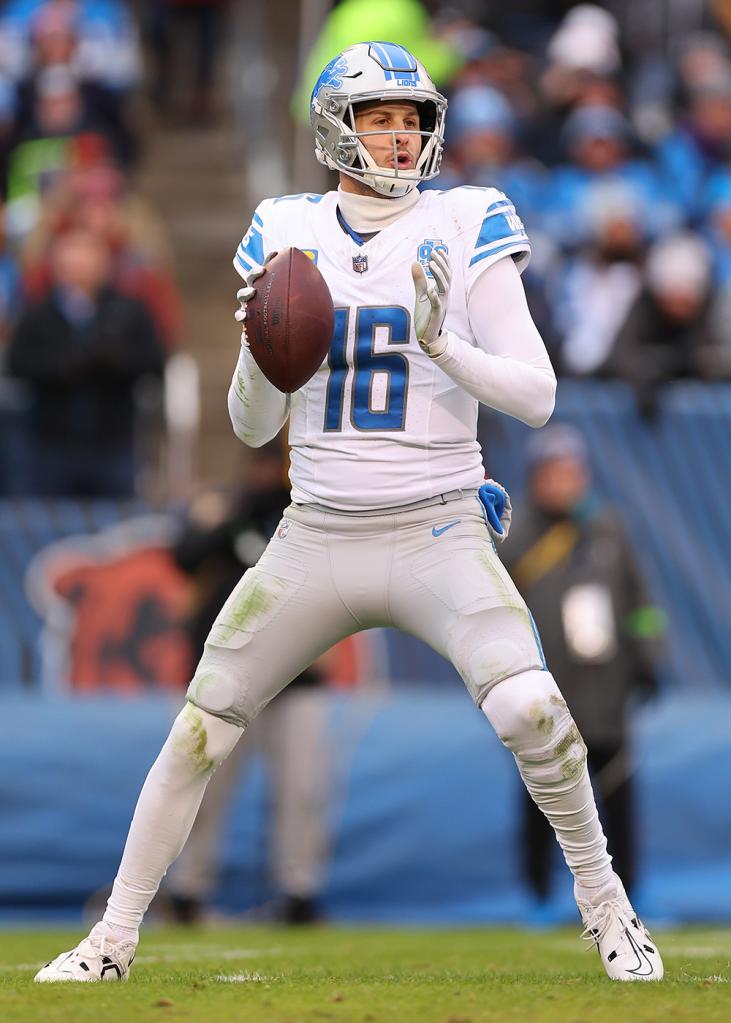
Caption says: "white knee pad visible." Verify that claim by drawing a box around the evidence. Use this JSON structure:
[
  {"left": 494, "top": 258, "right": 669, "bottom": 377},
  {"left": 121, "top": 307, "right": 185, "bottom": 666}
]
[
  {"left": 166, "top": 703, "right": 243, "bottom": 774},
  {"left": 483, "top": 671, "right": 586, "bottom": 785}
]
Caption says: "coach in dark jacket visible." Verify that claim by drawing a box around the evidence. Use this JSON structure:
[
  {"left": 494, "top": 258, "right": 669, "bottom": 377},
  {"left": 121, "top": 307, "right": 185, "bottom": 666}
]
[
  {"left": 501, "top": 426, "right": 661, "bottom": 902},
  {"left": 8, "top": 229, "right": 163, "bottom": 497}
]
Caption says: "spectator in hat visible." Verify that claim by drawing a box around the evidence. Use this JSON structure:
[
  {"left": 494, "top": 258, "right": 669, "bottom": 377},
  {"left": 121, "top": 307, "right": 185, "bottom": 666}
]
[
  {"left": 700, "top": 170, "right": 731, "bottom": 293},
  {"left": 500, "top": 424, "right": 663, "bottom": 921},
  {"left": 435, "top": 85, "right": 547, "bottom": 229},
  {"left": 655, "top": 80, "right": 731, "bottom": 223},
  {"left": 8, "top": 228, "right": 164, "bottom": 497},
  {"left": 604, "top": 232, "right": 731, "bottom": 415},
  {"left": 166, "top": 440, "right": 328, "bottom": 924},
  {"left": 550, "top": 183, "right": 647, "bottom": 376},
  {"left": 547, "top": 105, "right": 681, "bottom": 250}
]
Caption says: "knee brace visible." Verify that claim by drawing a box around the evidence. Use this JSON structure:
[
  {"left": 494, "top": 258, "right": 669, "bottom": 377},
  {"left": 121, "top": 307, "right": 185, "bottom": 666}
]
[
  {"left": 483, "top": 671, "right": 586, "bottom": 788},
  {"left": 166, "top": 703, "right": 243, "bottom": 774}
]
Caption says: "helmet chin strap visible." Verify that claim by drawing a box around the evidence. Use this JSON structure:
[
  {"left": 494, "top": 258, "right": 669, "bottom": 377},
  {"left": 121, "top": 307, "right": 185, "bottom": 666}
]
[{"left": 337, "top": 185, "right": 420, "bottom": 234}]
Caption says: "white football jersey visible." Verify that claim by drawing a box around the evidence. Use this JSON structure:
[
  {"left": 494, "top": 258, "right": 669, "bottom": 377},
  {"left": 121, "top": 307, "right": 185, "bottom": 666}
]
[{"left": 234, "top": 186, "right": 530, "bottom": 510}]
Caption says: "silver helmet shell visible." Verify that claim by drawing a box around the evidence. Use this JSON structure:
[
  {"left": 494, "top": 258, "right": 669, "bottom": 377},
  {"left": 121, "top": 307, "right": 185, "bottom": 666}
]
[{"left": 310, "top": 42, "right": 447, "bottom": 198}]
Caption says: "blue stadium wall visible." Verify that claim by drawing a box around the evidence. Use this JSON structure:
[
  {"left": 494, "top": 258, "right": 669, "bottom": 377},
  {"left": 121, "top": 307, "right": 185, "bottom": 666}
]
[
  {"left": 0, "top": 686, "right": 731, "bottom": 924},
  {"left": 0, "top": 383, "right": 731, "bottom": 922}
]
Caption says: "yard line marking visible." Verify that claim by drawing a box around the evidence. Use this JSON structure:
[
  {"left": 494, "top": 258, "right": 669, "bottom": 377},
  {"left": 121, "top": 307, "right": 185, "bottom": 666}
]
[
  {"left": 0, "top": 944, "right": 281, "bottom": 973},
  {"left": 216, "top": 973, "right": 272, "bottom": 984}
]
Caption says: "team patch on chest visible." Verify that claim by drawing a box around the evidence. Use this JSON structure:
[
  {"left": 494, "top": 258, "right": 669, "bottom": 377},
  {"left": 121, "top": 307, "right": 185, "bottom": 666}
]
[{"left": 416, "top": 238, "right": 449, "bottom": 277}]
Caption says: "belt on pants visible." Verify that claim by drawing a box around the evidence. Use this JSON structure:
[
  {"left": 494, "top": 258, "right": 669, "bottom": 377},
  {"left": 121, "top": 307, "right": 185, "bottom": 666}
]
[{"left": 300, "top": 487, "right": 477, "bottom": 518}]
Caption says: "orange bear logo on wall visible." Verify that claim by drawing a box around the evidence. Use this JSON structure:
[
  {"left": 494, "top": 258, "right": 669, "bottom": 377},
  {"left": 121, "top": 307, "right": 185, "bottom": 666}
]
[{"left": 27, "top": 517, "right": 192, "bottom": 693}]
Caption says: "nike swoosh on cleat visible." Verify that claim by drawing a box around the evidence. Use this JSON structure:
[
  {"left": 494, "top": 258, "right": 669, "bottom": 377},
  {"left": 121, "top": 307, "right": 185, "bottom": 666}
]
[
  {"left": 625, "top": 928, "right": 653, "bottom": 977},
  {"left": 431, "top": 519, "right": 462, "bottom": 536}
]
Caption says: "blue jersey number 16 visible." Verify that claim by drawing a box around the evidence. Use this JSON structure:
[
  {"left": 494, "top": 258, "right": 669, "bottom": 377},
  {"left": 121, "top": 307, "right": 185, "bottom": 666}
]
[{"left": 323, "top": 306, "right": 411, "bottom": 433}]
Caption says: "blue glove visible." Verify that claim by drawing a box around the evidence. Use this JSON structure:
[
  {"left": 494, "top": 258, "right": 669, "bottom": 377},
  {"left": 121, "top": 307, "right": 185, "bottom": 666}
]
[{"left": 477, "top": 480, "right": 512, "bottom": 543}]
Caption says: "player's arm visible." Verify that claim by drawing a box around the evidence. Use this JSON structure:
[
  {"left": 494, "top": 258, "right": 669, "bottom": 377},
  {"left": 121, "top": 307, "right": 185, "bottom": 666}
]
[
  {"left": 412, "top": 251, "right": 556, "bottom": 427},
  {"left": 228, "top": 204, "right": 289, "bottom": 447}
]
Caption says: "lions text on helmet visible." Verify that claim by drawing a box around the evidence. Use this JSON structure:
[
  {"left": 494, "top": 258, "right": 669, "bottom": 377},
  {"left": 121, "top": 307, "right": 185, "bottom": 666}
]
[{"left": 310, "top": 43, "right": 447, "bottom": 198}]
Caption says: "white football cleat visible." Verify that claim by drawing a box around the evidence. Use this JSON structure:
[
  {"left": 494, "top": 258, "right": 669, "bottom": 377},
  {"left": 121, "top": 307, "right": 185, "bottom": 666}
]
[
  {"left": 575, "top": 875, "right": 664, "bottom": 980},
  {"left": 35, "top": 923, "right": 137, "bottom": 984}
]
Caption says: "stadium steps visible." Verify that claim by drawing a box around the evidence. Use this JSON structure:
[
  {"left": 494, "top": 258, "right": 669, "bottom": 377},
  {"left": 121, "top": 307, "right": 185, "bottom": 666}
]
[{"left": 139, "top": 121, "right": 248, "bottom": 483}]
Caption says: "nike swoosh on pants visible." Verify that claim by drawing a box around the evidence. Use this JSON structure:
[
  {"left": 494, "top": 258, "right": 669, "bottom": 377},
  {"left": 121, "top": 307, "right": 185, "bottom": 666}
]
[{"left": 431, "top": 519, "right": 462, "bottom": 536}]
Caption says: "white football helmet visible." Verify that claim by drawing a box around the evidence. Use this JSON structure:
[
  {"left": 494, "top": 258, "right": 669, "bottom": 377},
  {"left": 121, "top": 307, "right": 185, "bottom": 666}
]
[{"left": 310, "top": 43, "right": 447, "bottom": 198}]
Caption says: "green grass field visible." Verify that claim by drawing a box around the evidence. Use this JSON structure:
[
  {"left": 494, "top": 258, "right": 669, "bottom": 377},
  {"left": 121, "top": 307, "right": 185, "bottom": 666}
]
[{"left": 0, "top": 927, "right": 731, "bottom": 1023}]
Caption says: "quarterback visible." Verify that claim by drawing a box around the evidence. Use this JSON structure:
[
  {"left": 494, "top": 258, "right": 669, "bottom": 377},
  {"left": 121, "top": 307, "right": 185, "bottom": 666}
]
[{"left": 36, "top": 42, "right": 663, "bottom": 981}]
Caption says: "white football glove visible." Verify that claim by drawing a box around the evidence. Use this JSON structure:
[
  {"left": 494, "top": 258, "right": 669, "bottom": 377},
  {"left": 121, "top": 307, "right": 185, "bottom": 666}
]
[
  {"left": 411, "top": 249, "right": 452, "bottom": 359},
  {"left": 233, "top": 253, "right": 277, "bottom": 323}
]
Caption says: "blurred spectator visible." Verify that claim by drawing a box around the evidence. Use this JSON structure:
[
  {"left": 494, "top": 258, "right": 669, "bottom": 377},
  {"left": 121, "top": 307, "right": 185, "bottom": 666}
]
[
  {"left": 0, "top": 199, "right": 20, "bottom": 354},
  {"left": 531, "top": 4, "right": 623, "bottom": 165},
  {"left": 20, "top": 164, "right": 182, "bottom": 349},
  {"left": 0, "top": 0, "right": 142, "bottom": 92},
  {"left": 546, "top": 105, "right": 680, "bottom": 249},
  {"left": 500, "top": 425, "right": 663, "bottom": 919},
  {"left": 166, "top": 441, "right": 328, "bottom": 924},
  {"left": 293, "top": 0, "right": 461, "bottom": 121},
  {"left": 552, "top": 185, "right": 646, "bottom": 375},
  {"left": 701, "top": 171, "right": 731, "bottom": 292},
  {"left": 5, "top": 64, "right": 135, "bottom": 237},
  {"left": 147, "top": 0, "right": 228, "bottom": 124},
  {"left": 657, "top": 80, "right": 731, "bottom": 220},
  {"left": 604, "top": 233, "right": 731, "bottom": 415},
  {"left": 435, "top": 85, "right": 547, "bottom": 229},
  {"left": 8, "top": 228, "right": 163, "bottom": 497}
]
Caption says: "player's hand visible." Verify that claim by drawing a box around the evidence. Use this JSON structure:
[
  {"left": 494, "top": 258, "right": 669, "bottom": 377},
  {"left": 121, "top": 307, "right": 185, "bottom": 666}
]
[
  {"left": 233, "top": 253, "right": 277, "bottom": 323},
  {"left": 477, "top": 480, "right": 512, "bottom": 543},
  {"left": 411, "top": 249, "right": 452, "bottom": 359}
]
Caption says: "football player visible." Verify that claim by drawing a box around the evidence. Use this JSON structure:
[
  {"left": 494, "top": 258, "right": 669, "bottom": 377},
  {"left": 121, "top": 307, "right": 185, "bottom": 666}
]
[{"left": 36, "top": 42, "right": 663, "bottom": 981}]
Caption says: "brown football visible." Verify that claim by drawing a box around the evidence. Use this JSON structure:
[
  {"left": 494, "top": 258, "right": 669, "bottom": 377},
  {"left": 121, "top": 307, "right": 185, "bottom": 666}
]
[{"left": 246, "top": 249, "right": 334, "bottom": 393}]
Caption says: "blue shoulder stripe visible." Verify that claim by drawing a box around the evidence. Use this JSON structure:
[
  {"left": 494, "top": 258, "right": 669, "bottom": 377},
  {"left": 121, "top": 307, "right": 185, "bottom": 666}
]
[
  {"left": 469, "top": 234, "right": 531, "bottom": 266},
  {"left": 474, "top": 205, "right": 527, "bottom": 249},
  {"left": 238, "top": 224, "right": 264, "bottom": 265}
]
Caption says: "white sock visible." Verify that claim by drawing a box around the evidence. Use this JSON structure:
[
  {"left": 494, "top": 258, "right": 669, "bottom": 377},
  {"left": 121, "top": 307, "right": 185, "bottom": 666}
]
[
  {"left": 483, "top": 671, "right": 616, "bottom": 891},
  {"left": 91, "top": 920, "right": 140, "bottom": 944},
  {"left": 103, "top": 704, "right": 243, "bottom": 940}
]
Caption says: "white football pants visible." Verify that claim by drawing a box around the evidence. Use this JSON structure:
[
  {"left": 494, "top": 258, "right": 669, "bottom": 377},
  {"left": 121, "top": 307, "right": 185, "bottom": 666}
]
[
  {"left": 188, "top": 495, "right": 545, "bottom": 727},
  {"left": 104, "top": 494, "right": 612, "bottom": 930}
]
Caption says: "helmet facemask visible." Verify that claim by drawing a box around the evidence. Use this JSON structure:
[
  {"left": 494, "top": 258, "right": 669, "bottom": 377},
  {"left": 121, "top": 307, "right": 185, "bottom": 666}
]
[{"left": 336, "top": 97, "right": 444, "bottom": 198}]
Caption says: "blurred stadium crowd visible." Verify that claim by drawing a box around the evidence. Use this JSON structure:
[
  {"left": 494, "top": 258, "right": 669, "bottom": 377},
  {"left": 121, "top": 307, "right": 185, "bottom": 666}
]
[{"left": 0, "top": 0, "right": 731, "bottom": 496}]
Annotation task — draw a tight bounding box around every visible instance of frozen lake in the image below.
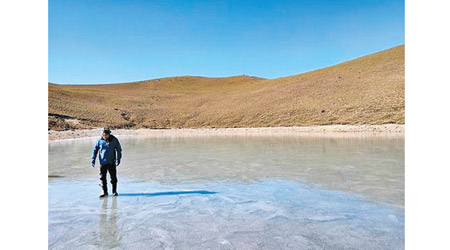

------------------------------------------------------------

§ Directions: Pull out each line in the entries that contains the string "nike". Upper and lower case must match.

§ Reply to the exercise:
Caption says: "nike swoosh on cleat visible." Verify that claim by drawing a box around the evidence. Use this JSON structure:
Caption says: "nike swoosh on pants visible." Verify that claim by drawing a box around the evidence. Use this JSON structure:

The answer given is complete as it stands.